• [Consignes de travail]
1. Dressez la liste de toutes les personnes nommées dans le passage cité.
2. Traduisez en anglais cette phrase du passage cité : « Le contraste avec la seconde partie du livre est d'autant plus saisissant. »
3. Reprenez mot pour mot le passage cité, de « Adrien Gombeaud livre » à « fans de l'actrice. ».

• [Passage cité]

* * * * *

Une blonde à Manhattan est une lecture intéressante, qui montre l'actrice dans une période de son existence pleine d'enthousiasme, de désir d'avancer et de se renouveler. Le contraste avec la seconde partie du livre est d'autant plus saisissant. Malgré son besoin de changement, Marilyn Monroe s'est rapidement retrouvé face à ses démons. On ne lui proposera jamais les rôles dramatiques auxquels elle aspirait. Ses grands succès à venir (Sept ans de réflexion, Certains l'aiment chaud) présenteront d'elle toujours la même image : une blonde sculpturale et un peu idiote.
Au-delà d'un énième livre sur l'actrice, Une blonde à Manhattan est un hommage à Ed Feingersh, un photographe talentueux mais méconnu. Son travail n'est malheureusement pas passé à la postérité, occulté par cette série sur Marilyn redécouverte dans son intégralité dans un hangar de Brooklyn en 1987. Tous ses autres travaux ont disparu. On sent bien dans cet ouvrage l'admiration d'Adrien Gombeaud pour le photographe, son envie de faire en sorte que son talent soit enfin reconnu. L'écrivain s'est longuement documenté avant de se lancer dans l'écriture, notamment au travers d'entretiens avec les quelques rares personnes encore en vie qui ont connu Feingersh.
Adrien Gombeaud livre également des réflexions intéressantes sur la photographie, et sur le rapport que les personnages publics entretiennent avec leur image. Un sujet qui touchait de près Marilyn Monroe, qui ne se sentait vivante que sous l'oeil des caméras.
Toutes ces qualités font d'Une blonde à Manhattan un livre passionnant et instructif, qui fera le bonheur des amateurs de cinéma, de photographie, et bien sûr des fans de l'actrice.

* * * * *

• [Enregistrements extraits]

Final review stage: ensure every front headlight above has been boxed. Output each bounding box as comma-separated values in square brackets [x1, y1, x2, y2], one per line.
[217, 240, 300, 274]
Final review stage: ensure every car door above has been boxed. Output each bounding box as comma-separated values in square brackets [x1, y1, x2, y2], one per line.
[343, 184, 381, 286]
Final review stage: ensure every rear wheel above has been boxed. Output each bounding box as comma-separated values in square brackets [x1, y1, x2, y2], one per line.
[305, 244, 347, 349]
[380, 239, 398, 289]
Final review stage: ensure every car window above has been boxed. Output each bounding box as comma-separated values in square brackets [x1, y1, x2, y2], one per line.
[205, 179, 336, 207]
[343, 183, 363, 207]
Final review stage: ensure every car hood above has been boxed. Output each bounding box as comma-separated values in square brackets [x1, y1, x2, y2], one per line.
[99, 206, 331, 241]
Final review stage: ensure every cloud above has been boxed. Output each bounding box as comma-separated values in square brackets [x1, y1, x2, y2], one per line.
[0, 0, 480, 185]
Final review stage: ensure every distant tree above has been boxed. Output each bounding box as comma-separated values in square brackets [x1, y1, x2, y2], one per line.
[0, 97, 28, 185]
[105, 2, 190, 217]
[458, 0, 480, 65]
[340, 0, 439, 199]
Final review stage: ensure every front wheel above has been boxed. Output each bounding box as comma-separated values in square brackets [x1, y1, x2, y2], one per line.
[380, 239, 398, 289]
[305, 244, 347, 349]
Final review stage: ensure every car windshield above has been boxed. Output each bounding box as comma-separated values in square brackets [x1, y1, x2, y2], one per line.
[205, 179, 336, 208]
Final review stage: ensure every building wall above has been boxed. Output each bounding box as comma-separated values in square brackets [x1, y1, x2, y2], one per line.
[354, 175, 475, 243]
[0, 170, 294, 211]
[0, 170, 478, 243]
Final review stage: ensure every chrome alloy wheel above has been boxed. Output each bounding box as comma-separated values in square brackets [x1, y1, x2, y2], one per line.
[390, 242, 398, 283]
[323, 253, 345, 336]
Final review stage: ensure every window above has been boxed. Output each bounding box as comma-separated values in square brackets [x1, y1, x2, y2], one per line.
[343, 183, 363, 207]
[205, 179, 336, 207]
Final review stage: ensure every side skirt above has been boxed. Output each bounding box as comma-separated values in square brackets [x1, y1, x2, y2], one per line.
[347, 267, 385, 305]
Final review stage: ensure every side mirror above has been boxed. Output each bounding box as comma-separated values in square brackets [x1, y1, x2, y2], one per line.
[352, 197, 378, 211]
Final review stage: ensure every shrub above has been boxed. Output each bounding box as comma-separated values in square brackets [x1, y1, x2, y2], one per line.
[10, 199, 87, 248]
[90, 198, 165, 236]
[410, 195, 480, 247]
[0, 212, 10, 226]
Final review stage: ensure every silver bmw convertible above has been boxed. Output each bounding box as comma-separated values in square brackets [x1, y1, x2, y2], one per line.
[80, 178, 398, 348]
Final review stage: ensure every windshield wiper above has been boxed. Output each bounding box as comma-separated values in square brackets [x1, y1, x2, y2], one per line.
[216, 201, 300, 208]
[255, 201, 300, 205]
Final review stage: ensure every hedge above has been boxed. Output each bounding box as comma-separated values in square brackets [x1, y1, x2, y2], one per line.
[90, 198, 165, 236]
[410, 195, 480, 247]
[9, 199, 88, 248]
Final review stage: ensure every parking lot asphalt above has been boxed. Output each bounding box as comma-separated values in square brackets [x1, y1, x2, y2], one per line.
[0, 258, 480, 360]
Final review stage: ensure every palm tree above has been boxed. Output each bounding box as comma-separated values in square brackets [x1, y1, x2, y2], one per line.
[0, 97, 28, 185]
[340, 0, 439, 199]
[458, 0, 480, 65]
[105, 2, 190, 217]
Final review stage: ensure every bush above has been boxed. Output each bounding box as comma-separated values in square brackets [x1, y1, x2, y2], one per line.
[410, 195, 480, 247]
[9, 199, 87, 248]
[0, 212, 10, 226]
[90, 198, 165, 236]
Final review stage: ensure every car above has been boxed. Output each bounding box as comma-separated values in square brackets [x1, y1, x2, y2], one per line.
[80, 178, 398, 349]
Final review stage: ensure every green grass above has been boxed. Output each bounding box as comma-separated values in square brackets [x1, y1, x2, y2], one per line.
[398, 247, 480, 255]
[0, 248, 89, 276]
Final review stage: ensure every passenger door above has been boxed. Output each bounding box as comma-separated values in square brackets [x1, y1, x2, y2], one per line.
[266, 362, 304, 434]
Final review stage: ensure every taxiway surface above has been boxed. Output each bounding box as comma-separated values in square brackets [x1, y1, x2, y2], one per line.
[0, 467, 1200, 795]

* * * * *

• [Les solutions]
1. Marilyn Monroe, Ed Feingersh, Adrien Gombeaud

2. The contrast with the second part of the book is all the more striking.

3.
Adrien Gombeaud livre également des réflexions intéressantes sur la photographie, et sur le rapport que les personnages publics entretiennent avec leur image. Un sujet qui touchait de près Marilyn Monroe, qui ne se sentait vivante que sous l'oeil des caméras.
Toutes ces qualités font d'Une blonde à Manhattan un livre passionnant et instructif, qui fera le bonheur des amateurs de cinéma, de photographie, et bien sûr des fans de l'actrice.